TASK STATEMENT>
Up to the line containing "the man's bare", nothing is kept; from that line through the end of the data below, output every line exactly.

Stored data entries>
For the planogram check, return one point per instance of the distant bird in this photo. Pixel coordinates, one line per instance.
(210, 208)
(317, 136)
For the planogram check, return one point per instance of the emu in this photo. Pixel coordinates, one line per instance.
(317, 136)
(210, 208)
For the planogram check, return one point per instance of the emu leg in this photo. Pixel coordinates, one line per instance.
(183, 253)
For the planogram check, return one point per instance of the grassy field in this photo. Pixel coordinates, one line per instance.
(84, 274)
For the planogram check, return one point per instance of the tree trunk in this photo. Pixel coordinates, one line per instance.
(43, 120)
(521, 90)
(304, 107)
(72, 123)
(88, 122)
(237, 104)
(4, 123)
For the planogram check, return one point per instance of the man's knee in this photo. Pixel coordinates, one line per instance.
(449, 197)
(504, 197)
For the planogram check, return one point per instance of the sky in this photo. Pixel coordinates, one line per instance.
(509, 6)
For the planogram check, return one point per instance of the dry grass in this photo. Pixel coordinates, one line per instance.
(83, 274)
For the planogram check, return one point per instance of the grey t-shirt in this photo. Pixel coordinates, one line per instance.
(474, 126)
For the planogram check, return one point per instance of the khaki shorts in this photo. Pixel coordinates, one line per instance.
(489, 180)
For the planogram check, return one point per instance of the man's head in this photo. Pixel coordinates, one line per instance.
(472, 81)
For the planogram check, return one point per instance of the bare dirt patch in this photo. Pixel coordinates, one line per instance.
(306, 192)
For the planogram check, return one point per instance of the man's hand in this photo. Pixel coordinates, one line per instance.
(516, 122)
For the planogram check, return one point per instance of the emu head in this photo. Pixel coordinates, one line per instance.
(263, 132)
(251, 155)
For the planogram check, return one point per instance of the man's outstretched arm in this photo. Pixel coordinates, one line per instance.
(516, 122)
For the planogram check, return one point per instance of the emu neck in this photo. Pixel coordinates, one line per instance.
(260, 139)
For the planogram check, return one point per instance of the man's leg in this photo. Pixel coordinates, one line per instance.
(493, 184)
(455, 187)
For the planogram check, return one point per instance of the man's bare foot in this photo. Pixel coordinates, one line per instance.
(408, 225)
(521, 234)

SOLVED EXERCISE>
For the planogram check, return one point per instance of the man's bare foot in this photo. Pixel coordinates, one line per instance.
(408, 225)
(521, 234)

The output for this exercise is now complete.